/---
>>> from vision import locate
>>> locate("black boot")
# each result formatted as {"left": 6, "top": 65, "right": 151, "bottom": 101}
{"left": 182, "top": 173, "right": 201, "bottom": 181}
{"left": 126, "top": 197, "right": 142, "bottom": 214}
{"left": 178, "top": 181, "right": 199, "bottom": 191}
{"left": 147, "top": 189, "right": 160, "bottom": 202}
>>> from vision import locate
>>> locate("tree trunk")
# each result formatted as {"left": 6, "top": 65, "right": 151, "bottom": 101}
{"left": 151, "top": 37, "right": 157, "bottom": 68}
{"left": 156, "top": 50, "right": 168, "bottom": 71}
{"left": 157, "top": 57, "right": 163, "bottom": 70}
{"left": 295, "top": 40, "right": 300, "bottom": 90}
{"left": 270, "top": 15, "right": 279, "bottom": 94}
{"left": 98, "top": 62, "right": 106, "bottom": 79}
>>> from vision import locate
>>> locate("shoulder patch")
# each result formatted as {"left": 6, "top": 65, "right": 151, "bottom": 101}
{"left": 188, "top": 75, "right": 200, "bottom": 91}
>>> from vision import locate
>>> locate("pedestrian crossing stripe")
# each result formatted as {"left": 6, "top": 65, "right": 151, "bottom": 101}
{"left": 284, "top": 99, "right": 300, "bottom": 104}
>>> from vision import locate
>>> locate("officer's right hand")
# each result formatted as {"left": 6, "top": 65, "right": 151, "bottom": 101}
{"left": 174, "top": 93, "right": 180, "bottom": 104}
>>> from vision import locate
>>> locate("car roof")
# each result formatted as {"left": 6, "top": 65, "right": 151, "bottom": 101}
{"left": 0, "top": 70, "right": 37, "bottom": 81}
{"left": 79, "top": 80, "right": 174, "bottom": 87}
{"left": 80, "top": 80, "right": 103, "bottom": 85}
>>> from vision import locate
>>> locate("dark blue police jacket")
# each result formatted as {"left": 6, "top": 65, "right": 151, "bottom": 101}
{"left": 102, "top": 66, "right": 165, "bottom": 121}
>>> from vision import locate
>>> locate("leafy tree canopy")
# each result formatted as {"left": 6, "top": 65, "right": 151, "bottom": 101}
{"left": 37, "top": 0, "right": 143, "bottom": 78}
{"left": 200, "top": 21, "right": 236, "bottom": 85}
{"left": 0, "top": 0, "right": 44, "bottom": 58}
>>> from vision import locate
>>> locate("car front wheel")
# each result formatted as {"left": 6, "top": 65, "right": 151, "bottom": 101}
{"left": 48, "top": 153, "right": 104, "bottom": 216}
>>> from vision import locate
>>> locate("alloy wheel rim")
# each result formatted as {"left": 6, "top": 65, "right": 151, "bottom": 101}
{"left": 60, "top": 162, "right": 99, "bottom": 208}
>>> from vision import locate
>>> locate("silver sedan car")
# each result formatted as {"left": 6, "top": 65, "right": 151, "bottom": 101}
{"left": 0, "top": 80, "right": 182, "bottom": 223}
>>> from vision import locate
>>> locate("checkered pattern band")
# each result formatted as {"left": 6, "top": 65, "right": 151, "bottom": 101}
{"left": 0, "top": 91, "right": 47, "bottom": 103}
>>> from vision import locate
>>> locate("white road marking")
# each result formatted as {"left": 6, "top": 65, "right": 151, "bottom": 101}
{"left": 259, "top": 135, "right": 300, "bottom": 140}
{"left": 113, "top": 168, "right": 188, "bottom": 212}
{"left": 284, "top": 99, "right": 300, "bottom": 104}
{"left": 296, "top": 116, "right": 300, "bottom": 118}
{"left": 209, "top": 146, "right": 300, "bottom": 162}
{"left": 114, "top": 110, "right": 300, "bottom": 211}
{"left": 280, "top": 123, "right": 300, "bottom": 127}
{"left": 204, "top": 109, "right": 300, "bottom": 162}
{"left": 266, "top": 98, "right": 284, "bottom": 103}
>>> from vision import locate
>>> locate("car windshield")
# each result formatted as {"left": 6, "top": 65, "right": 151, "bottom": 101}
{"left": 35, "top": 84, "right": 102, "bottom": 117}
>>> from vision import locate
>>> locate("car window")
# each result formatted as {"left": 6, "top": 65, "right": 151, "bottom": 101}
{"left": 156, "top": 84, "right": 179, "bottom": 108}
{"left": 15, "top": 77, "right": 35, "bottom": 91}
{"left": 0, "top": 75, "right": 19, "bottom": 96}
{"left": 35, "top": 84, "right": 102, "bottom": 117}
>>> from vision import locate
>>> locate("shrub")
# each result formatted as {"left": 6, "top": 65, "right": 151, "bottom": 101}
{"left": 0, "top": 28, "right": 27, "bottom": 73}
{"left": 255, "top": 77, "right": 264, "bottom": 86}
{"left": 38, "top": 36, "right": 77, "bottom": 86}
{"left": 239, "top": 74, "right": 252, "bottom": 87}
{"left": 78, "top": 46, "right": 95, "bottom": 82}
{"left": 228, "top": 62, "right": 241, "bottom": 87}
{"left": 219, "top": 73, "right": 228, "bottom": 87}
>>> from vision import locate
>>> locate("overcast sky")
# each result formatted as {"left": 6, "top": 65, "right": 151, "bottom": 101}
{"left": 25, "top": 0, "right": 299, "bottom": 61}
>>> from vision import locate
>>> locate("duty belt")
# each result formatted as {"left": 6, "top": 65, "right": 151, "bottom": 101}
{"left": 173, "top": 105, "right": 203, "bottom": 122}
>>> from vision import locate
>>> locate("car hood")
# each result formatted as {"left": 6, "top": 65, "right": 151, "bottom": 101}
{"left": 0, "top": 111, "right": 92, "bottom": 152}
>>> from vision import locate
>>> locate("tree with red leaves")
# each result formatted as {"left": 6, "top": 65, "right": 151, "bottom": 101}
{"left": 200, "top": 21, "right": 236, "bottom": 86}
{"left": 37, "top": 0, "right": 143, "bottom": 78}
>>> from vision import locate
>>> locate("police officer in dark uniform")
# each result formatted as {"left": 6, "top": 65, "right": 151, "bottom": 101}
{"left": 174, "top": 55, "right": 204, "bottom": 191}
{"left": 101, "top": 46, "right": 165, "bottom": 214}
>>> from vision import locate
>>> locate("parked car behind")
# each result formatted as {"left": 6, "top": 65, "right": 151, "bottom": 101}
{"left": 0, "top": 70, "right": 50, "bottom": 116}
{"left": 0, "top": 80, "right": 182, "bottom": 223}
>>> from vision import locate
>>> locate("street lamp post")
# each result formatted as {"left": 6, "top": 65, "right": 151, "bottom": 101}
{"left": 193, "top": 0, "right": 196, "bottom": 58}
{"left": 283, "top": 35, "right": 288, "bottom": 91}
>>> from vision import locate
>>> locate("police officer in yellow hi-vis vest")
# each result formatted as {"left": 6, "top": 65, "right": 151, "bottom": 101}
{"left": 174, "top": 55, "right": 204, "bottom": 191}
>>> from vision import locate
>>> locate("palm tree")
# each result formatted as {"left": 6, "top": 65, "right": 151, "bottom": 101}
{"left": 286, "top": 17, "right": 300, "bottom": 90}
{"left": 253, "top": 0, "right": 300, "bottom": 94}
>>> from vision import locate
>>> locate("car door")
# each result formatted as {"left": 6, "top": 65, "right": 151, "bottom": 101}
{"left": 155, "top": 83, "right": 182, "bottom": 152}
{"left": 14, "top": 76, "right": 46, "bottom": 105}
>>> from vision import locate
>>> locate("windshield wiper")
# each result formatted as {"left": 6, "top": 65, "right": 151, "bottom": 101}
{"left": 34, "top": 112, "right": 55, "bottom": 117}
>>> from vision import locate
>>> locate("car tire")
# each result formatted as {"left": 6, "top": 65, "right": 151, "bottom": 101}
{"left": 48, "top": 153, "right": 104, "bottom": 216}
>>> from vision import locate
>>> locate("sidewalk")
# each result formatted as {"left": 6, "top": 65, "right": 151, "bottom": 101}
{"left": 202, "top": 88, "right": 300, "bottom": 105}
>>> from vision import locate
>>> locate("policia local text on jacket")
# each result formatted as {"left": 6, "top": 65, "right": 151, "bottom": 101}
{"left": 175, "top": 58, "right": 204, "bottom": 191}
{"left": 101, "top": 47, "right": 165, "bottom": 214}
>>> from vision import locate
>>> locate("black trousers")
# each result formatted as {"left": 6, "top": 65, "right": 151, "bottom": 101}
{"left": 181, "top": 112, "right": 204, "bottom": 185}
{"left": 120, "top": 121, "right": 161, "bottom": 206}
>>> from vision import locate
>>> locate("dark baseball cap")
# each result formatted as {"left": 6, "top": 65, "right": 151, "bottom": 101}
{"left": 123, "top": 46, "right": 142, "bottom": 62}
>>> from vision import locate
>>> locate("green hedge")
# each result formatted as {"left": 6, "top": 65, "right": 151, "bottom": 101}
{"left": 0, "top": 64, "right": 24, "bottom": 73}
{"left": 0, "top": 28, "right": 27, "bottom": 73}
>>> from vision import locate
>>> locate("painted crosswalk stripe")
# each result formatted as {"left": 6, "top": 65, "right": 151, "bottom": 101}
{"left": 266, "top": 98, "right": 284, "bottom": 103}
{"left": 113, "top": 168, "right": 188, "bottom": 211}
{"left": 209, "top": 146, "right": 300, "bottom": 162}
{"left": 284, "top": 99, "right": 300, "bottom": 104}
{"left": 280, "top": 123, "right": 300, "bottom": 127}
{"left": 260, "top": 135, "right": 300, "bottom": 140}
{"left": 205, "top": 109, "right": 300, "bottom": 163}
\---
> What the task asks: "stripe" is the string to look for; please copy every line of the records above where it appears.

> Solution to the exercise:
>>> locate("pedestrian crossing stripe")
>>> locate("painted crosswalk stripe")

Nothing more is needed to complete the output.